▶ **Given instruction**: Count the lines that contain the word "building", matching upper and lower case exactly, and reply with only that number.
%%
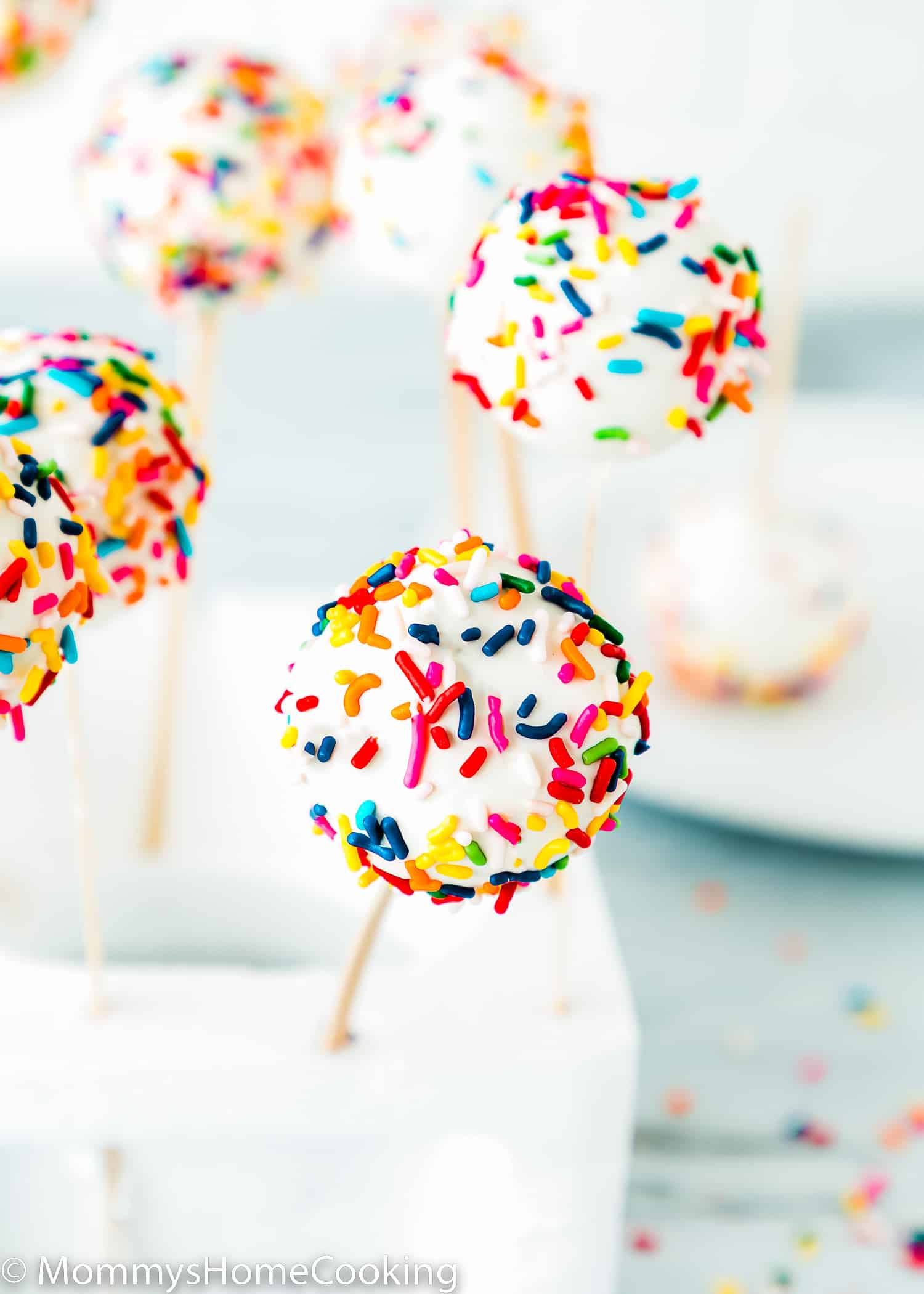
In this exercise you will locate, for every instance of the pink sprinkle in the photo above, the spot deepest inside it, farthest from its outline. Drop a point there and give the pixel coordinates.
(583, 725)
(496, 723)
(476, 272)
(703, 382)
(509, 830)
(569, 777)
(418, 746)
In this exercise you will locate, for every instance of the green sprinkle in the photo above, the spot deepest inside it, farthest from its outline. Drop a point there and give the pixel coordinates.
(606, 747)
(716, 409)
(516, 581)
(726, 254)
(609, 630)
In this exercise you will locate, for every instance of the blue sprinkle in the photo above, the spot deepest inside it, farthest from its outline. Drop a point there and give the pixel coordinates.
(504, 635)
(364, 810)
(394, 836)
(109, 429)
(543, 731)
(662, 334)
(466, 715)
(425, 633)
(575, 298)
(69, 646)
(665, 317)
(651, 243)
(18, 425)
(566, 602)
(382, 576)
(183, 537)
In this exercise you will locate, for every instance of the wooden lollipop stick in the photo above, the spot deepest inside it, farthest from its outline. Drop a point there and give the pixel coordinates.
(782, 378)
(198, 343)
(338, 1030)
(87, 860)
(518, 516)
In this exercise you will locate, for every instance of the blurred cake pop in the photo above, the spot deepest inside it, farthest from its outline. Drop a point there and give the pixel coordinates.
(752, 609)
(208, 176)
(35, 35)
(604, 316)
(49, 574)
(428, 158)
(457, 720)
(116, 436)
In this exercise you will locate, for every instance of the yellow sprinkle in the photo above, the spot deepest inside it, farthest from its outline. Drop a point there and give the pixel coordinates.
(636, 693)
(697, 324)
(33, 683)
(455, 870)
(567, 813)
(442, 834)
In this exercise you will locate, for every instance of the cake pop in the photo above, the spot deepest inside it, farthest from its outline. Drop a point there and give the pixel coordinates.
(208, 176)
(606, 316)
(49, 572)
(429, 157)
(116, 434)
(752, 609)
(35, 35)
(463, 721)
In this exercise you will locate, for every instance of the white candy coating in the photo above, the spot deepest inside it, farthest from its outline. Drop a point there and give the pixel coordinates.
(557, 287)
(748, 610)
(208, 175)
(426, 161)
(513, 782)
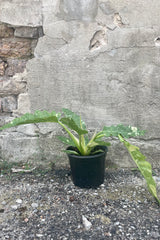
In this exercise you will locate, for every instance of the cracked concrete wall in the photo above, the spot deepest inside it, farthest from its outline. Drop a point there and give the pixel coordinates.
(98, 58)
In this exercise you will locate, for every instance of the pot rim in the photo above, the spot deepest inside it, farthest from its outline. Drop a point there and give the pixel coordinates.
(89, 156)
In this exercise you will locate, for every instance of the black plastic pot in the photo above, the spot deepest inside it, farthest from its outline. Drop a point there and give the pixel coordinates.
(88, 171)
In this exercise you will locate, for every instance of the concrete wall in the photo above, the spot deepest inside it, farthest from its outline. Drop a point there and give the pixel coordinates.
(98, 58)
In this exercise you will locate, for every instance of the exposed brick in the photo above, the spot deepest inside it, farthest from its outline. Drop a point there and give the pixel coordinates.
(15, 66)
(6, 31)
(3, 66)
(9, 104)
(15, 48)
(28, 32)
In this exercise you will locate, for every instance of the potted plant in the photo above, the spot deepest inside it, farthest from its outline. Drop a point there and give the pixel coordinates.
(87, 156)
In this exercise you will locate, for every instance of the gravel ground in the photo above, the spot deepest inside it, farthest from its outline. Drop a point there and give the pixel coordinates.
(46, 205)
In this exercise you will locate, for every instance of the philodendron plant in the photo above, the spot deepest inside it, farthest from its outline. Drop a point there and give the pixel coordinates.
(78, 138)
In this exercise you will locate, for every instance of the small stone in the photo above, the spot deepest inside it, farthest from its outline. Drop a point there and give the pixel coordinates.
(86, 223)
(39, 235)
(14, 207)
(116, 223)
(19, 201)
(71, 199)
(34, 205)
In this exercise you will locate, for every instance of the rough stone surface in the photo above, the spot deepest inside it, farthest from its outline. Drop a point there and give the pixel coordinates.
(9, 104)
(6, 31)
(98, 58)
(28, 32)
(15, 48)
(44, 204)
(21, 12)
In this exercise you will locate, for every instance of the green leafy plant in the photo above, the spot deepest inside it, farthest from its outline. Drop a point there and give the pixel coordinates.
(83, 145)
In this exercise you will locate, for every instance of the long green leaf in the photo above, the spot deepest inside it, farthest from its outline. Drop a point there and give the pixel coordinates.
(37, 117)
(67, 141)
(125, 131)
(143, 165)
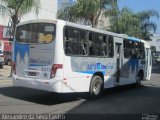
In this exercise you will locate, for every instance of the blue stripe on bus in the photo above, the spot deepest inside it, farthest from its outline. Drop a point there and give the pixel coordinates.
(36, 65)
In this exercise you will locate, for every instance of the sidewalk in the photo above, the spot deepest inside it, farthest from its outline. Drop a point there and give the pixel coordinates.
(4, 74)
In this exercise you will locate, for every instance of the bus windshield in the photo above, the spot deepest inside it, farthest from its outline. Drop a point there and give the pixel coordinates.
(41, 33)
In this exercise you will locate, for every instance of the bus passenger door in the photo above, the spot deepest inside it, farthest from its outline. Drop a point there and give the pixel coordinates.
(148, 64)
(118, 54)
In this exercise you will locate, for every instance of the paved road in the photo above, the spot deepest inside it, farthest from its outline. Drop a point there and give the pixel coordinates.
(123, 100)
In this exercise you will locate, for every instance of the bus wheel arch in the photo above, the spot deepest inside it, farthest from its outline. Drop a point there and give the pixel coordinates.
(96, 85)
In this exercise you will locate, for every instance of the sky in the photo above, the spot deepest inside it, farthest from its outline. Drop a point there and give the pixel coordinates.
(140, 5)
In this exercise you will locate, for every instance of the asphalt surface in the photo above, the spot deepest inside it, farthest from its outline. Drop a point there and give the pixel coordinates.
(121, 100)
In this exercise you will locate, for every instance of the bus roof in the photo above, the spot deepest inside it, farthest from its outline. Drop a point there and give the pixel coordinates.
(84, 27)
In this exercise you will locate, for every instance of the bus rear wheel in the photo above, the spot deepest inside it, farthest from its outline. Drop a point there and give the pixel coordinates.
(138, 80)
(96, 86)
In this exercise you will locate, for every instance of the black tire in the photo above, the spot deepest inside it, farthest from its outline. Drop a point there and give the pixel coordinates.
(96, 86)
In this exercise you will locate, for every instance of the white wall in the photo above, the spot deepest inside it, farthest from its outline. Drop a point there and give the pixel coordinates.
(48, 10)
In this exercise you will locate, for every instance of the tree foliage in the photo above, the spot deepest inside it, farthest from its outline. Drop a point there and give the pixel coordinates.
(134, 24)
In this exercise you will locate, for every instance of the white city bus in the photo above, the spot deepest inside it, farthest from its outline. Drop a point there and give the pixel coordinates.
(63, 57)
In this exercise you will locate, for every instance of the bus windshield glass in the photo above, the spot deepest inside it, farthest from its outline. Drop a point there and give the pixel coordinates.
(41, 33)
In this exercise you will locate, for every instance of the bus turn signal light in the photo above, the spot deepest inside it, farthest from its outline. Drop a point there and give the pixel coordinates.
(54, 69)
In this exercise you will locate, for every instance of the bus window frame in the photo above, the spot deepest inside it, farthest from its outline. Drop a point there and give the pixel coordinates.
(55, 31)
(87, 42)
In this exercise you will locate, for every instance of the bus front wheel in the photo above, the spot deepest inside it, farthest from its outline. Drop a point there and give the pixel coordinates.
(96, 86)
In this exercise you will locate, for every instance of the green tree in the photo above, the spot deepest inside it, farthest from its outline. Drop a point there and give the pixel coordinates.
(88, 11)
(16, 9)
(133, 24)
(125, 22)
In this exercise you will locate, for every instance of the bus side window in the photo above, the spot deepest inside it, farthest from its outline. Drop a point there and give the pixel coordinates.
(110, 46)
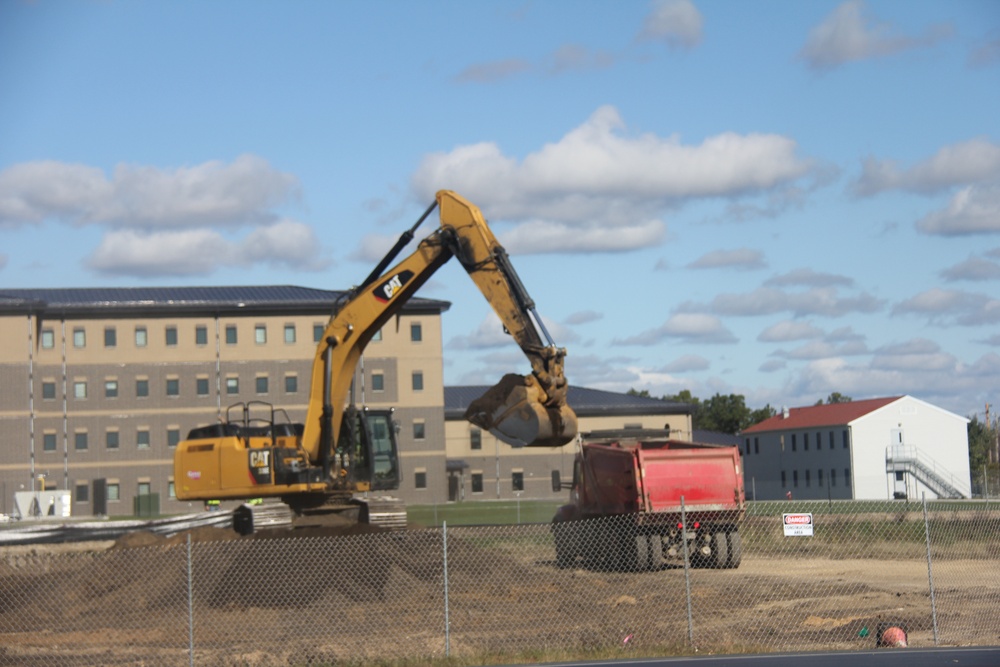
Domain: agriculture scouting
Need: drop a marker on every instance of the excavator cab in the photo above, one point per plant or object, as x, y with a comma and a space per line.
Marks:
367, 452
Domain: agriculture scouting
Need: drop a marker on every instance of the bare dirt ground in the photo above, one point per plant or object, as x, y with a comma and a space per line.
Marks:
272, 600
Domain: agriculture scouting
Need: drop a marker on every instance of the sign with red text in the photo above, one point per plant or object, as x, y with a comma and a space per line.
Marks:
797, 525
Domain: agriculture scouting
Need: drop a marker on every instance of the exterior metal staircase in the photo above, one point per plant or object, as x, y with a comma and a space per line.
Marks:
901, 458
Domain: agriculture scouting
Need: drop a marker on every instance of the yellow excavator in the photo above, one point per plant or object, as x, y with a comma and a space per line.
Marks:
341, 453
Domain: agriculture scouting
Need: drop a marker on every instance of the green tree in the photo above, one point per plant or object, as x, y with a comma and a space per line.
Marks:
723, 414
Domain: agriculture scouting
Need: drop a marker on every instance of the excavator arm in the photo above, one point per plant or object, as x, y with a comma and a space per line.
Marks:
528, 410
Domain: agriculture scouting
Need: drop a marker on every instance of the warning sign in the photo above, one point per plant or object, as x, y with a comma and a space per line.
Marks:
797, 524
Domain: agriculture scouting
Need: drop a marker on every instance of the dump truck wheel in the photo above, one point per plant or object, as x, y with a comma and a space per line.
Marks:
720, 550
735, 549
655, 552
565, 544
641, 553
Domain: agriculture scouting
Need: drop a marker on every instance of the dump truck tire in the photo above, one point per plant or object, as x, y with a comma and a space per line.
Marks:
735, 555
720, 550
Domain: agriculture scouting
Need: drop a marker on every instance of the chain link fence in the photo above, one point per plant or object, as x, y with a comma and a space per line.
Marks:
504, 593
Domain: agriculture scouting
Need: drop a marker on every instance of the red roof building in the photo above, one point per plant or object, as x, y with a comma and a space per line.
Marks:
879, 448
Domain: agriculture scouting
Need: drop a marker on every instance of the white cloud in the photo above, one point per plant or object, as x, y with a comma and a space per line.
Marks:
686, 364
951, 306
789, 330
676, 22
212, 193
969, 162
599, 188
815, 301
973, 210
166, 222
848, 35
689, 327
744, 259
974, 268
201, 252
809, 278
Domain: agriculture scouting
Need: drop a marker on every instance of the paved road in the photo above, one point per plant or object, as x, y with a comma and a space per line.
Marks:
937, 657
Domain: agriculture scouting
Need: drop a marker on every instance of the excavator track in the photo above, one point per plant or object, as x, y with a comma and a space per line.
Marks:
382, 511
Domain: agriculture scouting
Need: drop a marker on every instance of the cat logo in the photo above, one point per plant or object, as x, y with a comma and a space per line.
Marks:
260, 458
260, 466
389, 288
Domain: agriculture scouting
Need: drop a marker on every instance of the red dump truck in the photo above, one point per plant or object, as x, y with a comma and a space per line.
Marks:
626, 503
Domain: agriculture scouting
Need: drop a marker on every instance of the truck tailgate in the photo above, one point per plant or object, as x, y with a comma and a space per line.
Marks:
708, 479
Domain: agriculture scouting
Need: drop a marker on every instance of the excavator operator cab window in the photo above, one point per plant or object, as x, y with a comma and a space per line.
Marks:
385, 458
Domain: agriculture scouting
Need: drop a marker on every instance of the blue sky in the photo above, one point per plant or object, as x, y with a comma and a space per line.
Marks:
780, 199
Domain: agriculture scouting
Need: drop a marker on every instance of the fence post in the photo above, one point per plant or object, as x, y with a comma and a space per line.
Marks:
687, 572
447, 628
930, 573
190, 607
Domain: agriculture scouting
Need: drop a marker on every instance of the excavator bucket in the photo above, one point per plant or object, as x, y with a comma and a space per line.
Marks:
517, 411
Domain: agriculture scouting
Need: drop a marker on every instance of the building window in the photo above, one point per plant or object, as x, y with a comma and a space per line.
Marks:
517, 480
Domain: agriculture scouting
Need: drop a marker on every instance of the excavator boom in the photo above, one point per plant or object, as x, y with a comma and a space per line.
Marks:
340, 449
%%
▶ **Output**: 2